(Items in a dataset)
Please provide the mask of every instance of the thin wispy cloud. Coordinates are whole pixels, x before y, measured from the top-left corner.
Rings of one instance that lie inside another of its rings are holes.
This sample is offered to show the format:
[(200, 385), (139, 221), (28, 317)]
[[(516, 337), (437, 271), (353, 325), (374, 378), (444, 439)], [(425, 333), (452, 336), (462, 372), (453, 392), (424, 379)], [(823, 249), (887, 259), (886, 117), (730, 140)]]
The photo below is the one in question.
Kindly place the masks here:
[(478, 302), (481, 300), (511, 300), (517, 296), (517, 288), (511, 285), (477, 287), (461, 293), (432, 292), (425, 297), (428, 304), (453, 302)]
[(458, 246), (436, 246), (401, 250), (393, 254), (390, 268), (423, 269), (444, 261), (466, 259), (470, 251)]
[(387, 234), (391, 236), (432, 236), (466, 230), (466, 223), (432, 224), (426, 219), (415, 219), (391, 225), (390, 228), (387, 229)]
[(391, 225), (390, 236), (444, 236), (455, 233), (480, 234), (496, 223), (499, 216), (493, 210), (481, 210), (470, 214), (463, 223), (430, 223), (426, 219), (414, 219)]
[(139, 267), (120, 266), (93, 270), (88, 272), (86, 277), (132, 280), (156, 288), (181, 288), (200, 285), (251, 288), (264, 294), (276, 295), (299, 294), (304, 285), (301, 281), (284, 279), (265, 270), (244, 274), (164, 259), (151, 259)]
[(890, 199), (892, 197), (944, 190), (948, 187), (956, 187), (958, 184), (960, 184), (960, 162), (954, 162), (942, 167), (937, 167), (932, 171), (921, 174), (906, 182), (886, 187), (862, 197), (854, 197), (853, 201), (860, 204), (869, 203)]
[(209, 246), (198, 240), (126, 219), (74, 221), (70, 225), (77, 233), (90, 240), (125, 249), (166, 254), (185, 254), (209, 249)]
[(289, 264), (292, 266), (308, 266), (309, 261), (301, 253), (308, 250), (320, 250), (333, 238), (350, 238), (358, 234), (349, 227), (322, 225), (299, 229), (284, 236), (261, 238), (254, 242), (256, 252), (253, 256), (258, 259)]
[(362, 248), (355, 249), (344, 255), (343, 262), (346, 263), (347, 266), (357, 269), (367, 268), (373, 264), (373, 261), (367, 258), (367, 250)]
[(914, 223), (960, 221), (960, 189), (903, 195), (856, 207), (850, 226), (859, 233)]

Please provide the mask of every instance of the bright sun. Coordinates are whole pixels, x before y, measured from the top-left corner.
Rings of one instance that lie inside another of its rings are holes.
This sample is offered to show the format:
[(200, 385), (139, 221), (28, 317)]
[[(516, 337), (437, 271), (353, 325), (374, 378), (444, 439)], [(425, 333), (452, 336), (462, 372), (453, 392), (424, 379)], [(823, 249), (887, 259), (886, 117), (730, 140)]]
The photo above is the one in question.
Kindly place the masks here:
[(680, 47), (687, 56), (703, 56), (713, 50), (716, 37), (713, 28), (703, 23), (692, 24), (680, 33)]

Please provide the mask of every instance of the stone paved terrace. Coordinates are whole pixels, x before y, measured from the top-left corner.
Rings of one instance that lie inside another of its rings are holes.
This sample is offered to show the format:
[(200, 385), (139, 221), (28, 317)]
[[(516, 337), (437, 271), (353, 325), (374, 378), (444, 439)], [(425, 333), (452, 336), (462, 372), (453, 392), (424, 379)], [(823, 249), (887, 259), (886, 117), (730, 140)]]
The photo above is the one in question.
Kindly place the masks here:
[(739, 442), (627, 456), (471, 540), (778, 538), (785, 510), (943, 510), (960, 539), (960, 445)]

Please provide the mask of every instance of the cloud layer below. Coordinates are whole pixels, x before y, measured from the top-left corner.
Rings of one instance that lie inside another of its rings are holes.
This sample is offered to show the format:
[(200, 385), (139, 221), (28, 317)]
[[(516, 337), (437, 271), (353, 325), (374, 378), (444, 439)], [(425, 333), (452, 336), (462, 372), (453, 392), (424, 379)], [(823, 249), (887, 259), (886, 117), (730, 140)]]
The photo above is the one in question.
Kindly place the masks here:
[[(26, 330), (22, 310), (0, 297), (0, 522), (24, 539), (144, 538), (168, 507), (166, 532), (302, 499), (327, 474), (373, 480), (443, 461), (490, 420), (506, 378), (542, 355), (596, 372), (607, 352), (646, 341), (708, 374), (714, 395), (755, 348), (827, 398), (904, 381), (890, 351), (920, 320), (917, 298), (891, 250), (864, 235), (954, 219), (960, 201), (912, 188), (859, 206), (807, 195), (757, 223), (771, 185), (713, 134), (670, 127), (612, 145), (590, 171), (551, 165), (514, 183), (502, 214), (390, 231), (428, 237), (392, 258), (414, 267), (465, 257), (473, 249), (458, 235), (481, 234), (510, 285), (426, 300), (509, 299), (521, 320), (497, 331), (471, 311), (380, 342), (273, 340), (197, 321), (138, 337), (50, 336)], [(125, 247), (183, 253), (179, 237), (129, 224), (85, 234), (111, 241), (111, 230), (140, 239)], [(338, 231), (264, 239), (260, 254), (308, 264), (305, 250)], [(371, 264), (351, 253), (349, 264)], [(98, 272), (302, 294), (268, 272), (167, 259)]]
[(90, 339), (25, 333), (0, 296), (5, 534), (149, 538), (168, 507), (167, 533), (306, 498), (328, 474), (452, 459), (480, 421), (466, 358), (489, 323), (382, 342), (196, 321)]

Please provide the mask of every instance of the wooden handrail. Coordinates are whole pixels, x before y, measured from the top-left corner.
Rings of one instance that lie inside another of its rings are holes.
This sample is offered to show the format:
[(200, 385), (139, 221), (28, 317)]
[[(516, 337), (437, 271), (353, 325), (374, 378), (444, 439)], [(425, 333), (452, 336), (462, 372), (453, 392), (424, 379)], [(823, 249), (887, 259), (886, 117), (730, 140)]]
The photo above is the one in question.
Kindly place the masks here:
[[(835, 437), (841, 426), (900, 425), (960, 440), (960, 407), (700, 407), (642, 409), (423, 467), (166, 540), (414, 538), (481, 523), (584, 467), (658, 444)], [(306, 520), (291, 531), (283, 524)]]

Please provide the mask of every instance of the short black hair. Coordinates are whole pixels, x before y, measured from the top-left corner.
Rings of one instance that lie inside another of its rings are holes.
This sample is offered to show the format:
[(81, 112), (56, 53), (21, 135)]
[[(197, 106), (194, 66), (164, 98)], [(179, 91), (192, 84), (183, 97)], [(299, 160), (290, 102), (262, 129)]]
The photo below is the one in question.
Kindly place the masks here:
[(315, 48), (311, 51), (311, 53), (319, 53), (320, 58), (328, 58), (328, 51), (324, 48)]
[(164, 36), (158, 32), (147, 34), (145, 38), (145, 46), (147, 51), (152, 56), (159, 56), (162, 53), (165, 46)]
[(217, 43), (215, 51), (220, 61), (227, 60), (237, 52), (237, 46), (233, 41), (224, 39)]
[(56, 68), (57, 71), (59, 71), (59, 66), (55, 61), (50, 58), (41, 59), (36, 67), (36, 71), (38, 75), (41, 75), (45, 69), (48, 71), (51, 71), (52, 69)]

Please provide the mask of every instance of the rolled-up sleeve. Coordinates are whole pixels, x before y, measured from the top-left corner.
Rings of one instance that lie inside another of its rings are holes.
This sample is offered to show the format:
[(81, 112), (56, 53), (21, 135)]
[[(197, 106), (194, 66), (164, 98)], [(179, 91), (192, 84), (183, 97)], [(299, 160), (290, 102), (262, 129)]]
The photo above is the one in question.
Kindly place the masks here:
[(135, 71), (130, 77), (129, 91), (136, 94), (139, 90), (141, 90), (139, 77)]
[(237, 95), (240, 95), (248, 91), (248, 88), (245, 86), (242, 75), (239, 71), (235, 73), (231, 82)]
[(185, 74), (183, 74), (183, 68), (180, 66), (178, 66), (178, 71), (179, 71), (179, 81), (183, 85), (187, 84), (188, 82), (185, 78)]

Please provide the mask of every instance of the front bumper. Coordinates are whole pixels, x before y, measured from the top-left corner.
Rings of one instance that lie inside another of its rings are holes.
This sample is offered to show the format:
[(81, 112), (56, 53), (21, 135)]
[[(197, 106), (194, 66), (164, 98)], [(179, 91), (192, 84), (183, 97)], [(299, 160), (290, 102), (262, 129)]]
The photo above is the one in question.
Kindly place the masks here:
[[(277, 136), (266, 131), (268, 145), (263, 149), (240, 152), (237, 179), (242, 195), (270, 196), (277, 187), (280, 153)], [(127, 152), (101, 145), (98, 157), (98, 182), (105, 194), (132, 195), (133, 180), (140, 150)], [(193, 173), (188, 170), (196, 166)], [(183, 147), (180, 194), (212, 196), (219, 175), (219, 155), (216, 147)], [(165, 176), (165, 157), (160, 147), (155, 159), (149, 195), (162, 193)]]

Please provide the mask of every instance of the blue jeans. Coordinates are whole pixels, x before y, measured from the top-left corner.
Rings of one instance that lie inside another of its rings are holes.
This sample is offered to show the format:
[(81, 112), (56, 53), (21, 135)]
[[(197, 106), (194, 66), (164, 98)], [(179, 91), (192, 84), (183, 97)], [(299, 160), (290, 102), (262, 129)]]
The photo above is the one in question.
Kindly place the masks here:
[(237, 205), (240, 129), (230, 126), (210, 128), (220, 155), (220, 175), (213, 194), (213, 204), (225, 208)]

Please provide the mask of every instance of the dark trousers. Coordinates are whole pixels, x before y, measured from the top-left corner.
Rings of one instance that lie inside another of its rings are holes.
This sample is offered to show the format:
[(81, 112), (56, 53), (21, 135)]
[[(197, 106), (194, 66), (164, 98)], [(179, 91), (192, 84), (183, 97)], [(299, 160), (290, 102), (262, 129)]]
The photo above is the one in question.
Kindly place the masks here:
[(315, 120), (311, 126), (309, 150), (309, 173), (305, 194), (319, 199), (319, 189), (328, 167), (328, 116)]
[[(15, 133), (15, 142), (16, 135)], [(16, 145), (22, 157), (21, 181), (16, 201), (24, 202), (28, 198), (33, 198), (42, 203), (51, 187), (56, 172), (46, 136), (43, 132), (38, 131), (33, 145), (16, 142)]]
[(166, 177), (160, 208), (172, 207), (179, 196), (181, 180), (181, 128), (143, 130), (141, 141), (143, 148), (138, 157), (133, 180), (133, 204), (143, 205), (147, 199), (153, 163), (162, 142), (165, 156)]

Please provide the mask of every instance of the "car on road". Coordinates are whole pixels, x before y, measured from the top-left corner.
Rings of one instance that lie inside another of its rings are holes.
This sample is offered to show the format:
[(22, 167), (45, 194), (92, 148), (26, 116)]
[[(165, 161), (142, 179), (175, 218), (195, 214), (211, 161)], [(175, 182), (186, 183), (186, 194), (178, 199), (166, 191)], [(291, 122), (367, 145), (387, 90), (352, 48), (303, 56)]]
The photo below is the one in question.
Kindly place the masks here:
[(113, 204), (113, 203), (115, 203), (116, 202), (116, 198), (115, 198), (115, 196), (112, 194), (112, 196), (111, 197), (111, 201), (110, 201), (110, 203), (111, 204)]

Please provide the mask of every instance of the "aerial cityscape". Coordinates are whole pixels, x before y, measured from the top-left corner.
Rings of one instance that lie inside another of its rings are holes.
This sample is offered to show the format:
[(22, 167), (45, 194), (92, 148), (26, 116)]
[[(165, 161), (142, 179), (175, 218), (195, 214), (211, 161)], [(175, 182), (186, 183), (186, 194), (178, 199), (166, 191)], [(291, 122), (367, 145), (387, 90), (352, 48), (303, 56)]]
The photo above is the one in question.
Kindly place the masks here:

> [Task requirements]: Could you write out the items verbatim, from the very first line up to and including the line containing "219), (414, 219)]"?

> [Final result]:
Please provide the mask of every instance of the thin wispy cloud. Coordinates are whole pixels, x before y, measured from the top-left corner.
Rings of one instance that lie inside another of its rings are holes.
This sample is offered to show the format:
[(200, 385), (139, 221), (28, 317)]
[[(516, 337), (437, 271), (353, 325), (374, 378), (444, 439)], [(425, 333), (452, 336), (462, 372), (453, 392), (424, 379)], [(823, 249), (887, 259), (886, 117), (730, 140)]]
The photo below is the one in question.
Kindly place the masks here:
[(478, 302), (481, 300), (511, 300), (517, 296), (517, 288), (511, 285), (477, 287), (461, 293), (432, 292), (425, 297), (428, 304), (453, 302)]
[(458, 246), (436, 246), (401, 250), (393, 254), (390, 268), (423, 269), (444, 261), (466, 259), (470, 251)]
[(387, 234), (391, 236), (432, 236), (466, 230), (466, 223), (432, 224), (426, 219), (415, 219), (391, 225), (390, 228), (387, 229)]
[(391, 225), (390, 236), (444, 236), (455, 233), (480, 234), (496, 223), (499, 216), (493, 210), (481, 210), (470, 214), (463, 223), (430, 223), (426, 219), (414, 219)]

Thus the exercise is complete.